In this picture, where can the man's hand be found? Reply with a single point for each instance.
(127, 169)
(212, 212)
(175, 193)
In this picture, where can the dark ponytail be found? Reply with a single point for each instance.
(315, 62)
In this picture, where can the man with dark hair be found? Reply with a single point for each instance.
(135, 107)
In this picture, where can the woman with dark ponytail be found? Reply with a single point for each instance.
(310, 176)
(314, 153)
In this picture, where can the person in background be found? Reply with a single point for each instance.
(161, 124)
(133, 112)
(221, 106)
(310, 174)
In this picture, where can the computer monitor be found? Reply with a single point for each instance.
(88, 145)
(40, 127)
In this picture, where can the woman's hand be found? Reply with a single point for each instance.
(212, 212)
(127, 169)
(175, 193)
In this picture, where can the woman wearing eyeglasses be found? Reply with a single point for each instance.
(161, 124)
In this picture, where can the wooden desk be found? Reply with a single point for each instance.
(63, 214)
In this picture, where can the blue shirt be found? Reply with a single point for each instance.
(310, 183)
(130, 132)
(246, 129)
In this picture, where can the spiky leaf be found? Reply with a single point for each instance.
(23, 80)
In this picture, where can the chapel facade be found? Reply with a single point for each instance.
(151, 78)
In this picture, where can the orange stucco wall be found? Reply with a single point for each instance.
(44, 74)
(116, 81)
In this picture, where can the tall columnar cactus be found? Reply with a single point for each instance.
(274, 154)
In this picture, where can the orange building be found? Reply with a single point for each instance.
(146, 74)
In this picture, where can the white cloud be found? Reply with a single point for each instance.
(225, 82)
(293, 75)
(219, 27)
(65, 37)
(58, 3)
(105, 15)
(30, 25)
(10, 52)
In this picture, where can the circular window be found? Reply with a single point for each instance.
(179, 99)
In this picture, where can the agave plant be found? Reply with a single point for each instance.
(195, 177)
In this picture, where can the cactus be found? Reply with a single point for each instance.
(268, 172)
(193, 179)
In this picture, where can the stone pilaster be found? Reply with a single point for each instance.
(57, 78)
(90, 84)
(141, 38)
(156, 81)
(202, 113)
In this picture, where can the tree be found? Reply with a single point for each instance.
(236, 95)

....................

TASK STATEMENT:
Return the rows above exactly as they appear, starting at the line that contains "In this picture, where can the orange stucco" and continuing through the last of the rows.

ANSWER TO THE TASK:
In this picture, where can the orange stucco wall be found? Reply with a single point for each instance.
(44, 74)
(116, 81)
In this picture, where can the tall columnar cactus be found? Reply with a single point for each instance.
(274, 154)
In this picture, where can the orange building be found? Reply with a single point for each instance.
(146, 74)
In this picture, where can the white cloud be found? Reply with a single point for each instance.
(225, 82)
(293, 75)
(219, 27)
(65, 37)
(58, 3)
(105, 15)
(30, 25)
(10, 52)
In this picture, where can the circular window be found? Reply with a single point for each instance.
(179, 99)
In this picture, where can the agave plant be found? Reply with a single point for each instance.
(195, 177)
In this picture, where can the cactus be found? Reply with a single point for each instance.
(268, 172)
(193, 179)
In this picture, where can the stone pilaster be found? Reply with a single point for each instance.
(57, 78)
(90, 84)
(141, 38)
(156, 81)
(202, 113)
In this picture, where can the tree be found? Reply with a single point for each instance.
(236, 95)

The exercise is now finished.